(Point-per-instance localization data)
_ _ _ _
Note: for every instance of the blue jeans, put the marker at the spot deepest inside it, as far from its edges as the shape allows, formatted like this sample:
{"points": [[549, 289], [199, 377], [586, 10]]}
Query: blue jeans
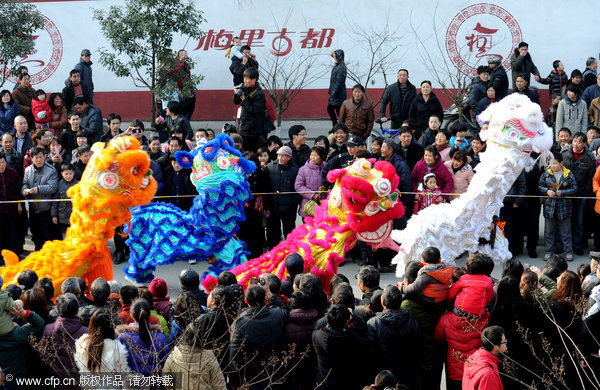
{"points": [[577, 222]]}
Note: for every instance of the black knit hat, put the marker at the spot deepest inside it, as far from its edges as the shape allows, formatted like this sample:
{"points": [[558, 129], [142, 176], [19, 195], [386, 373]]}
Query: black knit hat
{"points": [[188, 278]]}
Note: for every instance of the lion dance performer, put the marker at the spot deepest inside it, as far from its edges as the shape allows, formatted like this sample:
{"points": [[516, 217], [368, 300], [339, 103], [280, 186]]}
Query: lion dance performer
{"points": [[516, 130], [116, 178], [162, 233], [362, 205]]}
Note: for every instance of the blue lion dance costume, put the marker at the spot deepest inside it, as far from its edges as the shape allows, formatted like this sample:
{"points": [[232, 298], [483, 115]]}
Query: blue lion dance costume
{"points": [[161, 233]]}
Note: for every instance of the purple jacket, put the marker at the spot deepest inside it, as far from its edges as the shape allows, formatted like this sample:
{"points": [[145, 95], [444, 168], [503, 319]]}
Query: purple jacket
{"points": [[308, 179], [141, 358], [163, 306], [443, 176], [62, 334]]}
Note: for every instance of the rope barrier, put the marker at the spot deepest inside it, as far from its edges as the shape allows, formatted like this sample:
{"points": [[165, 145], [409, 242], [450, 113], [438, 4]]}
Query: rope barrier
{"points": [[302, 192]]}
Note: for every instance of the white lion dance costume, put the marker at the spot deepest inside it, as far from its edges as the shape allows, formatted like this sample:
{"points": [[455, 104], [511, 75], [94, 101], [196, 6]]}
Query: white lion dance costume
{"points": [[516, 129]]}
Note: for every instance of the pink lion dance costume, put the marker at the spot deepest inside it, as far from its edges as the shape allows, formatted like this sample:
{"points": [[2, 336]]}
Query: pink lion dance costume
{"points": [[362, 205]]}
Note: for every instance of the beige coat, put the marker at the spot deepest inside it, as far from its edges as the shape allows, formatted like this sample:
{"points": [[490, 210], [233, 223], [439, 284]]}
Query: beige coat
{"points": [[199, 368]]}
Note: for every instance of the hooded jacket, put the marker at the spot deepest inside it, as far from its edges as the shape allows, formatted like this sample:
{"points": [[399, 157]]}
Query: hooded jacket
{"points": [[573, 115], [481, 372], [522, 65], [393, 334], [198, 367], [7, 117], [308, 179], [399, 103], [421, 110], [443, 177], [463, 337], [337, 80]]}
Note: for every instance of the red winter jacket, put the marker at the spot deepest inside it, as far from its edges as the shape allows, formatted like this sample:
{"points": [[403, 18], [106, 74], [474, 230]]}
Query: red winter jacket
{"points": [[38, 106], [463, 337], [443, 176], [481, 372], [473, 293]]}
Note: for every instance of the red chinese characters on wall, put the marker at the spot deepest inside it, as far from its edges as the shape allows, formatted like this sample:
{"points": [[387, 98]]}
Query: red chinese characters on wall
{"points": [[280, 43]]}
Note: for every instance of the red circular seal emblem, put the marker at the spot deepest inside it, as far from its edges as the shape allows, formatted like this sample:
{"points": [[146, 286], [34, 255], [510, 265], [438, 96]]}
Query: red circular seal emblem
{"points": [[43, 63], [479, 31]]}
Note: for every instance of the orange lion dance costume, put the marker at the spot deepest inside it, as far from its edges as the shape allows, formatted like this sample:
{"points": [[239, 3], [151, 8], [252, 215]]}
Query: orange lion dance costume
{"points": [[116, 178]]}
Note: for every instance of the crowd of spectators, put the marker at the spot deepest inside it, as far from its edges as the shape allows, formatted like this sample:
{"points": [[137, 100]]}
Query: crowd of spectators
{"points": [[46, 143], [489, 334]]}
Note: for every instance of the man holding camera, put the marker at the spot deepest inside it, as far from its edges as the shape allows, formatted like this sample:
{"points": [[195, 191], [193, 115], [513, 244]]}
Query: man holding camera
{"points": [[253, 104], [238, 66]]}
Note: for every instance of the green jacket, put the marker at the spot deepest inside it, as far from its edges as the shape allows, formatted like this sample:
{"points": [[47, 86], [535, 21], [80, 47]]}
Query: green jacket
{"points": [[12, 356]]}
_ _ _ _
## Task brief:
Before handing back the copy, remove the pictures; otherwise print the data exactly.

## Answer for this exercise:
Note: for every instance of the blue jeans, put the marker at the spot deepest inside it, as far from its edges as the shape allows, formatted like this sample:
{"points": [[549, 289], [199, 377], [586, 10]]}
Query: blue jeans
{"points": [[577, 222]]}
Note: for every instance of the black knit hat, put the marker at the spot deepest inside it, as far from its edges as the shape allows, formatted like this sample:
{"points": [[558, 129], [142, 176], [19, 195], [386, 373]]}
Query: black knit hat
{"points": [[188, 278]]}
Note: for every instance of the lion dance performer, put the marker at the spot deepest inside it, as far from its edges as the shape allows, formatted like this sample:
{"points": [[516, 217], [368, 300], [339, 103], [280, 186]]}
Query: lion dance performer
{"points": [[516, 130], [116, 178], [162, 233], [362, 205]]}
Note: for every instance of the blue lion dance costume, put the marker at the spot deepest inside it, as far from its edges as the shape allows, formatted like this sample:
{"points": [[232, 298], [483, 115]]}
Query: blue lion dance costume
{"points": [[161, 233]]}
Note: for every instance of the purple jacket, put the marker at the spot deepest inside it, as far from its edges as the shape allows, formatted like this sample:
{"points": [[145, 95], [444, 168], [503, 319]]}
Query: purple jacket
{"points": [[308, 179], [141, 358], [163, 306], [443, 176], [62, 334]]}
Note: for every instance of the rope barrier, put the marker at the spot deepest inside it, as far from its edges as the shape allows, formatted like this sample:
{"points": [[165, 145], [409, 242], [450, 113], [438, 4]]}
Query: rope barrier
{"points": [[302, 192]]}
Note: for every instance of the white lion dance costume, put the marker at the spot deepest inside it, as far from its edges as the shape allows, formatted like this sample:
{"points": [[455, 104], [511, 75], [94, 101], [196, 6]]}
Query: white lion dance costume
{"points": [[516, 129]]}
Note: for every instance of the pink lion dance costume, put the marker at the spot deepest inside it, as far from its edges as the shape allows, formatted like this sample:
{"points": [[2, 336]]}
Query: pink lion dance costume
{"points": [[362, 205]]}
Note: for every instance of the beige coat, put the marker at the spot deepest inside it, as far from its edges as the shape allows, formatted like this sample:
{"points": [[490, 210], [233, 223], [439, 284]]}
Query: beige coat
{"points": [[199, 368]]}
Note: for every instance of the hooded jacket, put the marker at the spot deepest inside it, as far from its edges as the shape allows, formatted like this sample:
{"points": [[399, 157]]}
Query: hooded jacket
{"points": [[573, 115], [481, 372], [522, 65], [393, 334], [198, 367], [7, 117], [308, 179], [399, 103], [421, 110], [443, 177], [463, 337], [337, 80]]}
Note: for every instance of the red winter jacket, put the marker at the spot deepest inside it, as far from its edges as the shape allows, formatted like this sample:
{"points": [[403, 18], [106, 74], [474, 230]]}
Query: red winter jacket
{"points": [[38, 106], [463, 337], [443, 176], [481, 372], [473, 293]]}
Note: for every instance of the red chinese characters on wall, put the marker at the spot deepest inside it, as far from its edges as the shape allows, formatted like this sample:
{"points": [[387, 98]]}
Query: red chinese characters on wall
{"points": [[280, 43]]}
Note: for every instance of the red circular seal emblem, put the marker at the spot deepest inside it, as far from its edges as the shape allows, formatted like this sample:
{"points": [[146, 286], [34, 255], [510, 265], [438, 96]]}
Query: red circular seal emblem
{"points": [[43, 63], [479, 31]]}
Note: for every instance of the orange lion dance costume, put the marker at the spot deepest inside it, as far from its edges as the shape allows, formatted like this sample:
{"points": [[239, 3], [151, 8], [252, 215]]}
Query: orange lion dance costume
{"points": [[116, 178]]}
Note: for every instance of the crowd of spectators, put the marker at the spot deepest inside it, as far from its edges as the shape allows, formatted like this sample:
{"points": [[137, 100]]}
Query: crowd of spectators
{"points": [[46, 143], [489, 334]]}
Note: for every instance of the man holding camera, put the marker at the spot deepest inside it, as far from its edges as the shape allows, formatted like this sample:
{"points": [[195, 191], [193, 115], [513, 244]]}
Query: man holding camera
{"points": [[253, 104], [238, 66]]}
Note: for every instance of the green jacket, put the marker at the spot deepest inside it, as far from its edges as the shape allows, formatted like this sample:
{"points": [[47, 86], [535, 21], [80, 47]]}
Query: green jacket
{"points": [[12, 356]]}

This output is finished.